* YOUR INSTRUCTIONS: Pictures are to be left out; everything else in the records must be repeated exactly.

* RECORDS FOR THE EXERCISE:
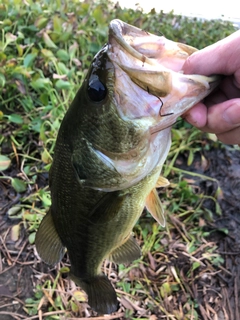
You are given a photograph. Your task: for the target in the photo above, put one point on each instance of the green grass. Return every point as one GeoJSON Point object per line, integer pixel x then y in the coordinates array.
{"type": "Point", "coordinates": [46, 48]}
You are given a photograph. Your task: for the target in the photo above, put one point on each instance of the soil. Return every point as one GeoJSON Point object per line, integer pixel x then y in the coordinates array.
{"type": "Point", "coordinates": [218, 295]}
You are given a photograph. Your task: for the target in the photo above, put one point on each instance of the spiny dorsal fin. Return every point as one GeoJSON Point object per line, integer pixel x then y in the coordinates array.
{"type": "Point", "coordinates": [101, 295]}
{"type": "Point", "coordinates": [154, 206]}
{"type": "Point", "coordinates": [48, 243]}
{"type": "Point", "coordinates": [162, 182]}
{"type": "Point", "coordinates": [127, 252]}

* RESULT:
You are given a photograph. Your task: for the target in the photo above, put one point on each instance of the green grass. Return every point as one GeoJSON Point object per line, integer pixel x then y in the coordinates array.
{"type": "Point", "coordinates": [46, 48]}
You are given a photograph. Your task: for the target in the photo above, put one point on each instance of the soil. Return every point as one GeoJSON Point object per line, integer pixel x then y in the coordinates array.
{"type": "Point", "coordinates": [218, 295]}
You are given a photograph. Your task: for the target in the photo above, put one point on each instance of the spiny dorsal fin. Return every point as one GeoJSON Point object per line, integer pixel x then y in the coordinates array.
{"type": "Point", "coordinates": [101, 295]}
{"type": "Point", "coordinates": [154, 206]}
{"type": "Point", "coordinates": [48, 243]}
{"type": "Point", "coordinates": [162, 182]}
{"type": "Point", "coordinates": [127, 252]}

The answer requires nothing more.